Copy out the material below, from its start through the line containing "positive clicks: (2131, 535) (910, 506)", inclusive, and leave out the pictures.

BEGIN DATASET ENTRIES

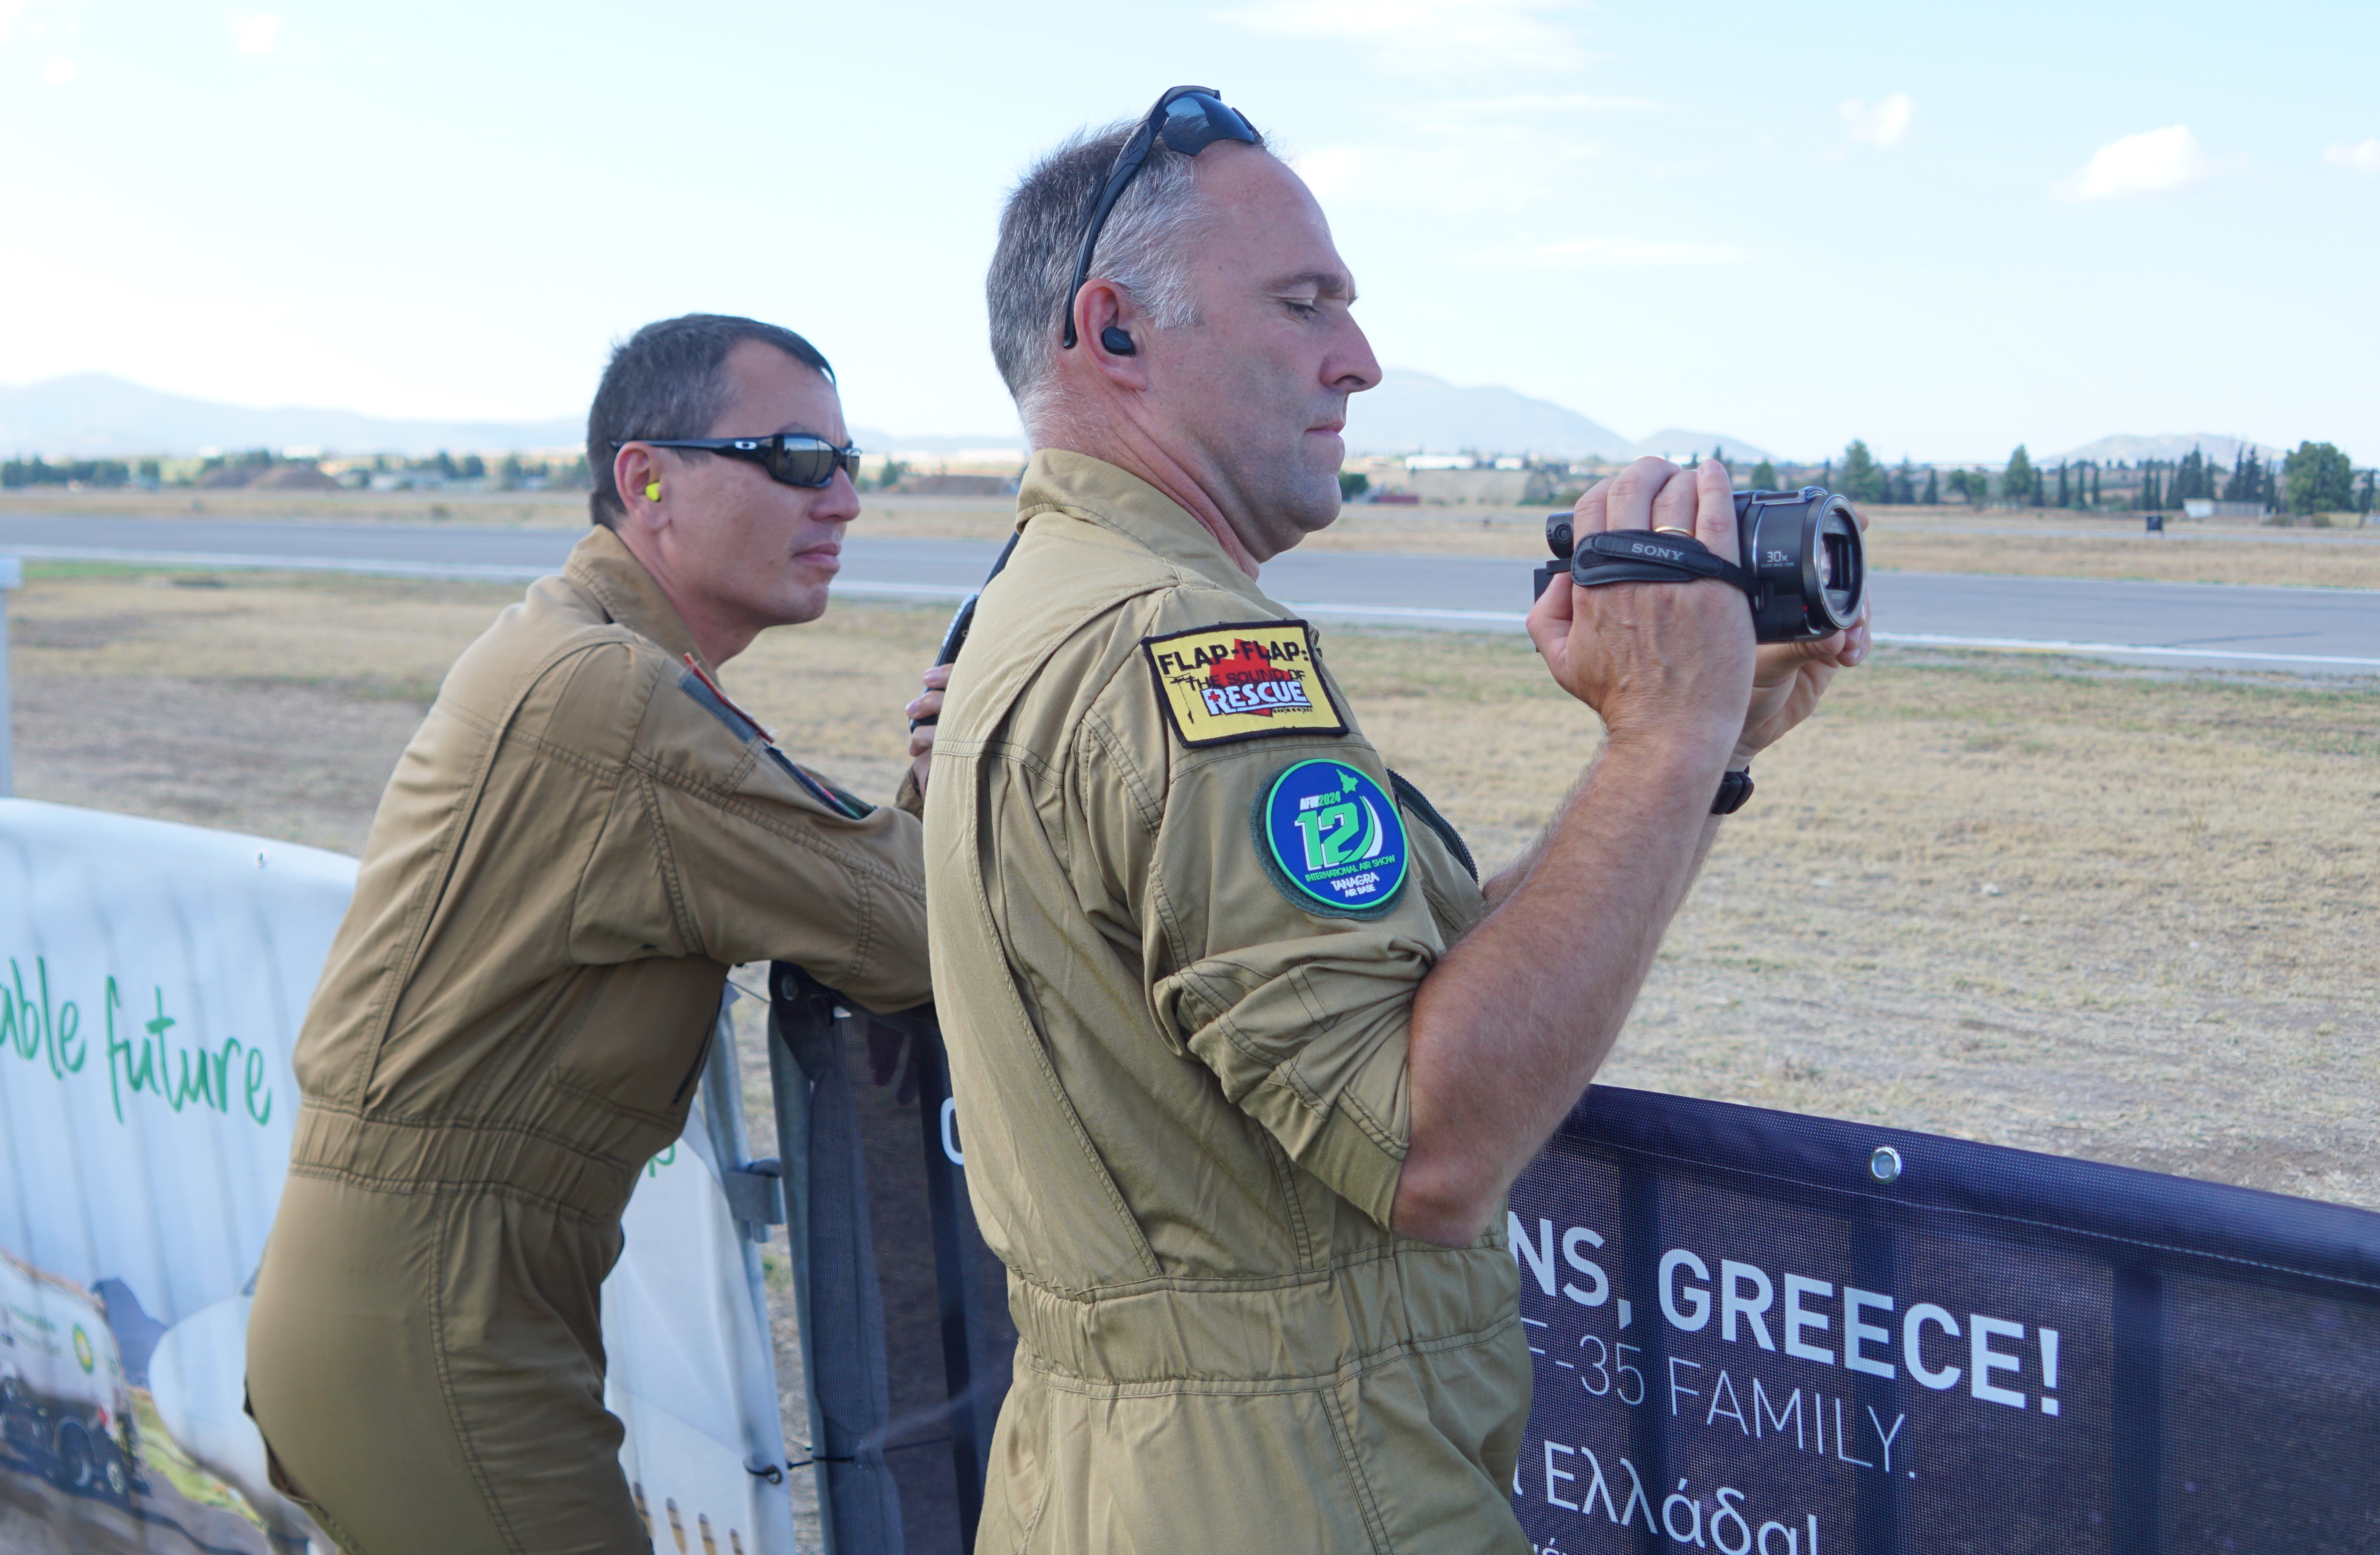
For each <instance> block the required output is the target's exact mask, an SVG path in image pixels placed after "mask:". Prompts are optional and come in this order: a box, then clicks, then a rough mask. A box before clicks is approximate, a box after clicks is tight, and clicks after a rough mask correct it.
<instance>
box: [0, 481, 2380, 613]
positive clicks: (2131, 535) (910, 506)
mask: <svg viewBox="0 0 2380 1555" xmlns="http://www.w3.org/2000/svg"><path fill="white" fill-rule="evenodd" d="M862 502H864V507H862V517H859V522H857V526H854V529H857V531H859V533H871V536H890V538H935V541H1000V538H1004V536H1007V533H1009V526H1012V524H1014V517H1016V505H1014V502H1012V500H1009V498H909V495H878V493H864V498H862ZM5 512H43V514H55V512H69V514H71V512H90V514H138V517H188V519H267V522H288V524H326V522H333V524H469V526H476V529H514V526H519V529H583V526H585V522H588V519H585V495H583V493H543V491H524V493H426V491H390V493H362V491H359V493H271V491H259V493H248V491H205V493H190V491H155V493H150V491H79V493H67V491H57V488H40V491H12V493H5V495H0V514H5ZM1545 517H1547V510H1545V507H1528V510H1521V507H1378V505H1369V502H1352V505H1347V507H1345V510H1342V514H1340V522H1338V524H1333V526H1330V529H1326V531H1323V533H1319V536H1314V538H1309V541H1307V548H1309V550H1395V552H1418V555H1497V557H1530V560H1537V557H1542V555H1545ZM1868 552H1871V560H1873V564H1875V567H1880V569H1887V572H1987V574H2018V576H2054V579H2154V581H2163V583H2290V586H2306V588H2380V526H2373V529H2261V526H2254V524H2240V522H2206V524H2199V522H2185V519H2175V522H2173V524H2171V529H2168V531H2166V533H2163V536H2152V533H2144V531H2142V524H2140V519H2137V517H2113V514H2109V517H2085V514H2080V512H2049V514H2040V517H2033V514H2025V512H1983V514H1978V512H1971V510H1966V507H1878V510H1875V512H1873V529H1871V533H1868Z"/></svg>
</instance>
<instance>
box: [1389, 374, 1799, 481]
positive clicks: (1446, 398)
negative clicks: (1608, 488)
mask: <svg viewBox="0 0 2380 1555" xmlns="http://www.w3.org/2000/svg"><path fill="white" fill-rule="evenodd" d="M1347 448H1349V450H1352V452H1480V455H1542V457H1549V460H1590V457H1592V460H1633V457H1637V455H1647V452H1654V455H1678V457H1690V455H1697V452H1711V450H1714V448H1726V450H1728V457H1730V460H1749V462H1759V460H1766V457H1773V455H1768V452H1766V450H1761V448H1754V445H1752V443H1745V441H1742V438H1730V436H1723V433H1716V431H1683V429H1678V426H1666V429H1661V431H1656V433H1652V436H1649V438H1640V441H1630V438H1623V436H1621V433H1616V431H1611V429H1609V426H1604V424H1602V421H1592V419H1587V417H1583V414H1578V412H1576V410H1571V407H1566V405H1554V402H1552V400H1533V398H1530V395H1523V393H1516V391H1511V388H1497V386H1480V388H1459V386H1454V383H1447V381H1445V379H1438V376H1430V374H1426V371H1414V369H1411V367H1390V369H1388V374H1385V376H1383V379H1380V386H1378V388H1371V391H1364V393H1359V395H1357V398H1352V400H1349V402H1347Z"/></svg>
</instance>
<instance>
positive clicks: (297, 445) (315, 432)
mask: <svg viewBox="0 0 2380 1555" xmlns="http://www.w3.org/2000/svg"><path fill="white" fill-rule="evenodd" d="M583 441H585V424H583V421H578V419H566V421H564V419H557V421H402V419H388V417H367V414H357V412H352V410H312V407H295V405H283V407H274V410H252V407H245V405H217V402H212V400H193V398H188V395H171V393H159V391H155V388H143V386H138V383H126V381H124V379H112V376H107V374H74V376H67V379H50V381H45V383H29V386H24V388H7V386H0V457H17V455H36V452H38V455H45V457H52V460H60V457H81V460H93V457H129V455H169V457H171V455H195V452H205V450H236V448H274V450H283V452H288V450H324V452H395V455H431V452H438V450H440V448H443V450H447V452H509V450H545V448H578V445H581V443H583ZM852 441H854V443H859V448H864V450H869V452H935V455H964V452H976V450H992V448H1019V450H1021V448H1023V445H1026V441H1023V436H1021V433H1016V431H1000V433H969V436H947V433H945V436H902V433H888V431H881V429H873V426H854V429H852ZM2244 445H2247V443H2244V441H2242V438H2232V436H2218V433H2187V436H2154V438H2142V436H2116V438H2099V441H2097V443H2085V445H2083V448H2068V450H2063V452H2052V455H2035V464H2056V462H2061V460H2066V462H2080V460H2094V462H2135V464H2137V462H2140V460H2180V457H2185V455H2187V452H2190V450H2192V448H2199V450H2202V452H2204V455H2206V457H2209V462H2216V464H2225V467H2228V464H2230V462H2232V460H2235V455H2237V452H2240V448H2244ZM1347 448H1349V450H1352V452H1376V455H1399V452H1478V455H1540V457H1549V460H1578V457H1599V460H1630V457H1637V455H1666V457H1676V460H1685V457H1692V455H1709V452H1711V450H1714V448H1723V450H1726V457H1728V460H1730V462H1759V460H1771V457H1775V455H1771V452H1768V450H1766V448H1756V445H1754V443H1745V441H1742V438H1730V436H1726V433H1716V431H1690V429H1680V426H1664V429H1661V431H1656V433H1652V436H1649V438H1637V441H1630V438H1623V436H1621V433H1616V431H1611V429H1609V426H1604V424H1602V421H1592V419H1587V417H1583V414H1578V412H1576V410H1571V407H1566V405H1557V402H1552V400H1535V398H1530V395H1523V393H1516V391H1511V388H1499V386H1478V388H1459V386H1454V383H1447V381H1445V379H1438V376H1430V374H1426V371H1414V369H1409V367H1392V369H1388V374H1385V376H1383V379H1380V386H1378V388H1371V391H1366V393H1361V395H1354V398H1352V400H1349V402H1347ZM2254 448H2256V452H2259V457H2263V460H2278V457H2282V450H2280V448H2273V445H2268V443H2256V445H2254Z"/></svg>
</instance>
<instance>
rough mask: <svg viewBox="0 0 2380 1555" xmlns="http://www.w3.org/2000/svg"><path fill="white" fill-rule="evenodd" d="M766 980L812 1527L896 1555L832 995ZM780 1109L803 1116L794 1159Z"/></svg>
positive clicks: (887, 1406)
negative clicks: (810, 1479) (804, 1399)
mask: <svg viewBox="0 0 2380 1555" xmlns="http://www.w3.org/2000/svg"><path fill="white" fill-rule="evenodd" d="M769 976H771V988H769V993H771V998H769V1017H771V1019H769V1026H771V1038H774V1041H771V1045H769V1055H771V1067H776V1064H785V1067H783V1069H776V1076H774V1088H776V1095H778V1129H781V1136H783V1145H781V1150H783V1155H781V1160H783V1162H785V1169H788V1172H790V1164H793V1162H795V1160H807V1174H804V1179H807V1181H800V1188H802V1193H800V1200H797V1203H793V1205H788V1210H790V1214H788V1222H790V1229H793V1231H795V1236H793V1238H788V1241H797V1245H800V1248H802V1262H800V1264H797V1274H800V1279H797V1298H800V1295H802V1293H807V1300H800V1307H797V1312H800V1324H802V1379H804V1381H807V1391H809V1400H812V1403H809V1419H812V1436H809V1450H812V1457H814V1460H816V1462H819V1465H821V1467H823V1469H826V1476H823V1484H821V1495H819V1522H821V1524H823V1526H826V1529H828V1534H826V1538H828V1548H831V1550H833V1553H835V1555H900V1550H902V1548H904V1545H902V1522H900V1488H897V1484H895V1481H893V1469H890V1467H888V1465H885V1455H883V1448H885V1426H888V1424H890V1417H893V1400H890V1381H888V1376H885V1326H883V1324H885V1317H883V1295H881V1288H878V1284H876V1245H873V1236H871V1229H869V1198H866V1193H869V1186H866V1181H869V1179H866V1162H864V1160H862V1145H859V1122H857V1114H854V1107H852V1076H850V1067H847V1064H845V1060H843V1031H840V1029H838V1026H835V995H833V991H831V988H826V986H821V983H819V981H816V979H812V976H809V974H804V972H802V969H800V967H790V964H785V962H776V964H774V967H771V969H769ZM804 1093H807V1095H804ZM788 1112H800V1114H802V1117H804V1119H807V1129H802V1134H807V1138H804V1141H800V1145H802V1148H800V1155H797V1153H795V1141H793V1138H790V1134H793V1129H788V1122H793V1119H788ZM788 1186H795V1179H788ZM828 1338H831V1343H821V1341H828Z"/></svg>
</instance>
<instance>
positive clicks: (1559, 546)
mask: <svg viewBox="0 0 2380 1555" xmlns="http://www.w3.org/2000/svg"><path fill="white" fill-rule="evenodd" d="M1545 543H1547V548H1549V550H1552V552H1554V562H1549V564H1545V567H1540V569H1537V593H1545V586H1547V583H1552V581H1554V579H1559V576H1561V574H1564V572H1568V574H1571V581H1573V583H1578V586H1580V588H1597V586H1602V583H1690V581H1695V579H1718V581H1723V583H1733V586H1737V588H1742V591H1745V595H1747V598H1749V600H1752V636H1754V638H1756V641H1761V643H1799V641H1806V638H1823V636H1830V633H1835V631H1842V629H1845V626H1849V624H1852V622H1856V619H1859V602H1861V598H1864V595H1866V588H1868V557H1866V548H1864V545H1861V541H1859V519H1856V517H1852V505H1849V502H1847V500H1845V498H1840V495H1835V493H1833V491H1825V488H1823V486H1804V488H1802V491H1737V493H1735V548H1737V555H1740V557H1745V564H1742V567H1737V564H1735V562H1723V560H1721V557H1716V555H1711V550H1709V548H1706V545H1704V543H1702V541H1697V538H1692V536H1685V533H1676V531H1666V529H1609V531H1604V533H1592V536H1587V543H1585V545H1573V536H1571V514H1566V512H1559V514H1554V517H1552V519H1547V522H1545Z"/></svg>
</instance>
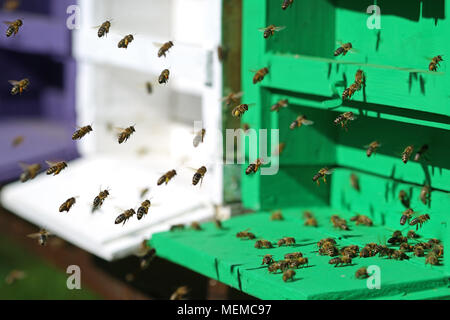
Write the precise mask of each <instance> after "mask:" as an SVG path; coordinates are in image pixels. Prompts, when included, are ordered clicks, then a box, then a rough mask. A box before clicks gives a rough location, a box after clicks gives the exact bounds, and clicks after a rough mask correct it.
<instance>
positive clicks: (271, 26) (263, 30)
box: [258, 24, 286, 39]
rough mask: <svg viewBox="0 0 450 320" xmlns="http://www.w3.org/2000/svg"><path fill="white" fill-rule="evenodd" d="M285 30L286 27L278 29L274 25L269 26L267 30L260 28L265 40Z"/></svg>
mask: <svg viewBox="0 0 450 320" xmlns="http://www.w3.org/2000/svg"><path fill="white" fill-rule="evenodd" d="M285 28H286V27H284V26H282V27H277V26H274V25H273V24H271V25H269V26H267V27H265V28H259V29H258V30H259V31H262V32H263V37H264V39H268V38H270V37H271V36H273V35H274V34H275V32H276V31H281V30H283V29H285Z"/></svg>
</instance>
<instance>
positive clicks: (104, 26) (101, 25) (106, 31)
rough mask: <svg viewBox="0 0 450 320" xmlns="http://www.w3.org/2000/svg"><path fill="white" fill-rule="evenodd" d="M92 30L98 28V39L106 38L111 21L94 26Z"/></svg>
mask: <svg viewBox="0 0 450 320" xmlns="http://www.w3.org/2000/svg"><path fill="white" fill-rule="evenodd" d="M94 28H98V31H97V36H98V37H99V38H101V37H103V36H107V35H108V33H109V28H111V20H106V21H105V22H103V23H102V24H101V25H99V26H95V27H94ZM131 37H133V36H131ZM129 42H131V41H129ZM119 48H120V47H119Z"/></svg>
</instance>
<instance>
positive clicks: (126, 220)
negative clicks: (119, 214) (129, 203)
mask: <svg viewBox="0 0 450 320" xmlns="http://www.w3.org/2000/svg"><path fill="white" fill-rule="evenodd" d="M135 214H136V211H134V209H128V210H125V211H124V212H122V213H121V214H120V215H118V216H117V218H116V220H115V221H114V223H115V224H119V223H122V222H123V224H122V226H123V225H124V224H125V222H127V221H128V219H130V218H131V217H132V216H133V215H135Z"/></svg>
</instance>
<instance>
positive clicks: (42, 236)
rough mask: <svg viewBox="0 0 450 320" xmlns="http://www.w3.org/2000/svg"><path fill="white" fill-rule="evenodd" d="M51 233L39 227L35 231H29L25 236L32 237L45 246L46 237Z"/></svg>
mask: <svg viewBox="0 0 450 320" xmlns="http://www.w3.org/2000/svg"><path fill="white" fill-rule="evenodd" d="M51 235H52V234H51V233H50V232H48V231H47V230H45V229H41V230H39V232H37V233H31V234H29V235H27V237H28V238H32V239H38V243H39V244H40V245H41V246H45V245H46V244H47V241H48V238H49V237H50V236H51Z"/></svg>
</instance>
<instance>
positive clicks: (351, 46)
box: [334, 42, 352, 57]
mask: <svg viewBox="0 0 450 320" xmlns="http://www.w3.org/2000/svg"><path fill="white" fill-rule="evenodd" d="M351 48H352V44H351V43H350V42H347V43H343V44H342V45H341V46H340V47H339V48H337V49H336V50H335V51H334V56H335V57H337V56H339V55H341V54H342V55H343V56H345V55H346V54H347V53H348V52H349V51H350V50H351Z"/></svg>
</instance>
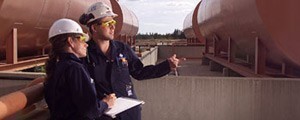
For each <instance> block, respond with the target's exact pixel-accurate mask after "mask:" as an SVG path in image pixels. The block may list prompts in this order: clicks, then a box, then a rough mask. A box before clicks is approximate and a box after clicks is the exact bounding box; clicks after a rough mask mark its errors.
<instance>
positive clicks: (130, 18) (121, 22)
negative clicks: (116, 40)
mask: <svg viewBox="0 0 300 120" xmlns="http://www.w3.org/2000/svg"><path fill="white" fill-rule="evenodd" d="M111 3H112V7H113V10H114V12H116V13H117V14H118V17H116V20H117V21H118V23H117V25H116V30H115V39H116V40H120V41H122V42H124V43H127V44H129V45H131V46H133V45H134V44H135V36H136V34H137V33H138V28H139V23H138V19H137V16H136V15H135V14H134V13H133V12H132V11H130V10H129V9H128V8H126V7H125V6H124V5H121V4H119V3H118V2H116V1H112V2H111Z"/></svg>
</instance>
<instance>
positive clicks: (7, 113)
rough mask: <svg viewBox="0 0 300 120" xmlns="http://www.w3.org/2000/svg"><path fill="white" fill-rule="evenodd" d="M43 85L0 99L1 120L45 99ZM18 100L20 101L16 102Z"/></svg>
mask: <svg viewBox="0 0 300 120" xmlns="http://www.w3.org/2000/svg"><path fill="white" fill-rule="evenodd" d="M43 87H44V85H43V84H42V83H40V84H37V85H34V86H31V87H28V88H25V89H22V90H20V91H16V92H13V93H10V94H8V95H5V96H2V97H0V119H3V118H6V117H8V116H10V115H12V114H15V113H16V112H17V111H19V110H22V109H24V108H25V107H26V106H28V105H31V104H33V103H35V102H37V101H39V100H41V99H42V98H43ZM16 100H18V101H17V102H16Z"/></svg>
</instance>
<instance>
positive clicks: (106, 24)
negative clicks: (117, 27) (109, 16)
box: [95, 17, 116, 40]
mask: <svg viewBox="0 0 300 120" xmlns="http://www.w3.org/2000/svg"><path fill="white" fill-rule="evenodd" d="M115 25H116V21H115V20H114V19H113V18H112V17H104V18H102V19H101V20H100V21H99V23H98V24H96V26H95V27H96V30H97V33H96V34H97V35H98V37H99V39H102V40H113V39H114V33H115V28H116V26H115Z"/></svg>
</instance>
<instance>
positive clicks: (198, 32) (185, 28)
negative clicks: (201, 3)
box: [183, 1, 205, 43]
mask: <svg viewBox="0 0 300 120" xmlns="http://www.w3.org/2000/svg"><path fill="white" fill-rule="evenodd" d="M200 4H201V1H200V2H199V3H198V4H197V6H196V7H195V9H194V10H193V11H192V12H190V13H189V14H188V15H187V16H186V17H185V19H184V23H183V32H184V35H185V37H186V38H188V39H193V38H197V40H198V41H199V42H201V43H204V42H205V41H204V37H203V36H202V34H201V32H200V30H199V25H198V20H197V17H198V10H199V6H200Z"/></svg>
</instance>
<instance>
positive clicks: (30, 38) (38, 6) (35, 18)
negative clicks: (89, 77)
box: [0, 0, 138, 60]
mask: <svg viewBox="0 0 300 120" xmlns="http://www.w3.org/2000/svg"><path fill="white" fill-rule="evenodd" d="M99 1H101V2H104V3H106V4H107V5H109V6H111V7H112V8H113V11H114V12H115V13H116V14H118V15H119V17H117V18H116V19H117V22H118V24H117V27H116V34H117V35H116V36H118V34H123V35H127V36H134V35H135V34H136V33H137V30H138V25H137V18H136V16H135V15H134V14H133V13H132V12H128V11H129V10H128V9H121V7H120V5H119V3H118V2H117V1H116V0H30V1H24V0H13V1H11V0H0V23H1V28H0V60H5V57H6V56H5V55H6V51H7V49H10V47H7V43H8V42H9V41H12V39H13V38H17V52H18V57H28V56H36V55H41V54H43V53H44V51H45V48H47V47H49V43H48V30H49V27H50V26H51V24H52V23H53V22H54V21H55V20H57V19H60V18H70V19H73V20H75V21H78V19H79V17H80V15H81V14H82V13H84V12H85V11H86V10H87V8H88V7H89V6H90V5H91V4H93V3H95V2H99ZM124 13H125V14H124ZM127 13H129V14H127ZM131 17H132V18H131ZM126 20H129V22H128V21H126ZM83 28H84V29H85V31H87V29H86V27H83ZM14 29H15V32H13V31H14ZM128 31H129V32H128ZM13 33H15V36H17V37H13V35H14V34H13Z"/></svg>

END DATASET ENTRIES

→ RESPONSE FOR THIS EXERCISE
For each <instance> block the required output is the target's exact mask, an SVG path in image pixels placed after "mask:". Prompts are optional and come in this order: a box, then clicks, then a rough mask. A box before clicks is approximate, a box after clicks is tight, and clicks after a rough mask correct it.
<instance>
box: [0, 481, 2380, 613]
positive clicks: (2131, 535) (910, 506)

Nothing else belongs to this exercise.